Exercise prompt: Please arrange the data as a Markdown table with the columns Row and Line, numbering each line. Include only the lines from the one containing "facade as a single point per instance." through the end of the data, and leave out blank lines.
[Start]
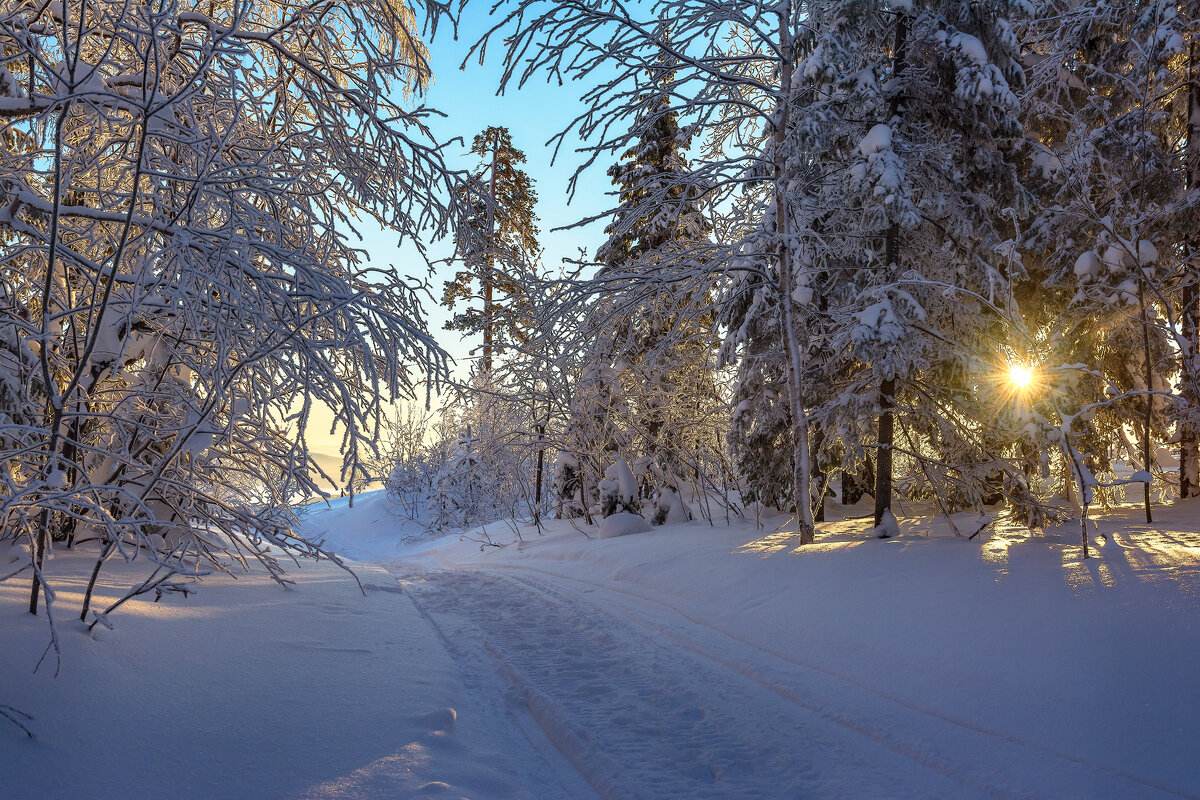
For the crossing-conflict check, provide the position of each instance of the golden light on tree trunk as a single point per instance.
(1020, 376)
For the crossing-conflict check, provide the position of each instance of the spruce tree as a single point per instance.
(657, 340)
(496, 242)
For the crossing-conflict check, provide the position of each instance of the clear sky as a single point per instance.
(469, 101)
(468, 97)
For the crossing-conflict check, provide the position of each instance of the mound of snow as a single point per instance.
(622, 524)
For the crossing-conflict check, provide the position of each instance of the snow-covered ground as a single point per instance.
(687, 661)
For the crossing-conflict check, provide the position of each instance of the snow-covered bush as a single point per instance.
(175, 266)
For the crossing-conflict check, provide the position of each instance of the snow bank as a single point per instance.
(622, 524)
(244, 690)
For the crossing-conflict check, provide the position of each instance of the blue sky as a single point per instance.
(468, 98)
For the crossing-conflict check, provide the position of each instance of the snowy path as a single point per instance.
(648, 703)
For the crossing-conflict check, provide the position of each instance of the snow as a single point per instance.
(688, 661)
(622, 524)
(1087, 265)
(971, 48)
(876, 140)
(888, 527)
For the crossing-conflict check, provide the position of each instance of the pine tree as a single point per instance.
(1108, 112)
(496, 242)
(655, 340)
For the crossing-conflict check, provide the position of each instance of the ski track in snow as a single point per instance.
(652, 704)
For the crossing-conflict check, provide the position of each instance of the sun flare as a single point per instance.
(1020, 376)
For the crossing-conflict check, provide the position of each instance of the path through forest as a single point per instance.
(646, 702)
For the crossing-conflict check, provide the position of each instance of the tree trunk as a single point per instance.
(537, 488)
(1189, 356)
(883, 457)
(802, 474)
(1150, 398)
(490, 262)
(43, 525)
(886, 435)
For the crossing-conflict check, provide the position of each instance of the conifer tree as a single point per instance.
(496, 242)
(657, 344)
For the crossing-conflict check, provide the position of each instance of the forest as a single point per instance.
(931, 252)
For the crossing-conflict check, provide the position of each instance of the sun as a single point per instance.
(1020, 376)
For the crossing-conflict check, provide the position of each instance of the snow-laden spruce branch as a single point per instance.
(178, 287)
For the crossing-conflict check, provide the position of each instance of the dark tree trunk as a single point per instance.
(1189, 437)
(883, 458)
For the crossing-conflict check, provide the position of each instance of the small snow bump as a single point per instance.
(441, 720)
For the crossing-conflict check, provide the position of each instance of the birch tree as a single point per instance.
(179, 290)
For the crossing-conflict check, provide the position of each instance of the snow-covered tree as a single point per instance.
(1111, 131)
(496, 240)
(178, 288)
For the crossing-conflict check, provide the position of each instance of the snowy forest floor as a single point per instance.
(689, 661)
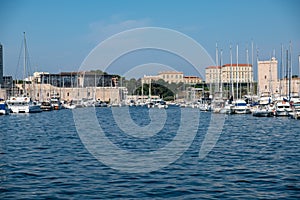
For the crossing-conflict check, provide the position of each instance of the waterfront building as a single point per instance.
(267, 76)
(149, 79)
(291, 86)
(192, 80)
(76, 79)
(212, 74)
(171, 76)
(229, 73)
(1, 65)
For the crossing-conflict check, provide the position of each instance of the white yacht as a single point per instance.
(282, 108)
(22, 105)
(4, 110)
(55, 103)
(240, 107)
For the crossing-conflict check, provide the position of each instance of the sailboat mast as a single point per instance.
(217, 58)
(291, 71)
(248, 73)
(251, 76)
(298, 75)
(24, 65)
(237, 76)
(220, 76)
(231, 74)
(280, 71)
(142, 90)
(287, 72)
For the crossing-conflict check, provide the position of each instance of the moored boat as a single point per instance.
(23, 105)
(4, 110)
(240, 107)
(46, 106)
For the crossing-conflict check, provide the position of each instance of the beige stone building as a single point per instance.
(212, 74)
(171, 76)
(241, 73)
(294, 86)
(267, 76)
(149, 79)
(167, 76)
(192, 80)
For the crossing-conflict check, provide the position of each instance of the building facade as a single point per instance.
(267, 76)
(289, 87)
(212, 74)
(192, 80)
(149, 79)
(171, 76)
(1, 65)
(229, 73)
[End]
Answer in full:
| Row | Line |
|---|---|
| 1 | For the crossing-conflict check, provide the position of each instance of the building facade as a single point per instance. |
| 2 | (267, 76) |
| 3 | (289, 87) |
| 4 | (212, 74) |
| 5 | (192, 80) |
| 6 | (149, 79) |
| 7 | (171, 76) |
| 8 | (1, 65) |
| 9 | (229, 73) |